[Entries pointing to named objects]
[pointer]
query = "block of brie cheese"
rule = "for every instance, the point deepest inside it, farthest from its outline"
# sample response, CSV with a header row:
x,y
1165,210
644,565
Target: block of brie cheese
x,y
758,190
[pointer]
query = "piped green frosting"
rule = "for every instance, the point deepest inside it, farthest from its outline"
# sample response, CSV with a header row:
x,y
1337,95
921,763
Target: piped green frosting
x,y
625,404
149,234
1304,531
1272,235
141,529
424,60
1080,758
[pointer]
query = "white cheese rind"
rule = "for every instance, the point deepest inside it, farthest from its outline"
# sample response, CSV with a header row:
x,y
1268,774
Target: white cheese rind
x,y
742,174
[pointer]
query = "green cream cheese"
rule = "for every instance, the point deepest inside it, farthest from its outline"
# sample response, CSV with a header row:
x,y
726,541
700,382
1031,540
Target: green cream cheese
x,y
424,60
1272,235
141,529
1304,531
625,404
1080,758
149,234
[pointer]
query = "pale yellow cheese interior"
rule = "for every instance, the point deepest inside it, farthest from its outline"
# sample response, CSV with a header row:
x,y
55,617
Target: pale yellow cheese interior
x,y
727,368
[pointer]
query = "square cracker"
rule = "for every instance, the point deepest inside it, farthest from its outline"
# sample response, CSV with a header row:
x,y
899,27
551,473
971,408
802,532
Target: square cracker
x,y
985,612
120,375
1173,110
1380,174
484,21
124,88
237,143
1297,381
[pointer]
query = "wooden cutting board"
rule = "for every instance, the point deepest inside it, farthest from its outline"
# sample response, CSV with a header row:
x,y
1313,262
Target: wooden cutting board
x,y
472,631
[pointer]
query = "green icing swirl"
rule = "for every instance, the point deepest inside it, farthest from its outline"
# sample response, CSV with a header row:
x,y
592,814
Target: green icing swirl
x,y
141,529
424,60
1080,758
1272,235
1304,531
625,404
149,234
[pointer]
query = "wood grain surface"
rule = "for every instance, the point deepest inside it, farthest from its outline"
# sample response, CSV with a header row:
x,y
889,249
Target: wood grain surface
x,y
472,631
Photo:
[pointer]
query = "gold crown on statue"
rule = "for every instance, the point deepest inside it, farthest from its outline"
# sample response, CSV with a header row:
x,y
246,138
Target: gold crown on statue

• WHAT YOU SHOULD DO
How many lines of the material above contain the string "frosting"? Case counts. Give only the number.

• SOLUTION TO THE EXERCISE
2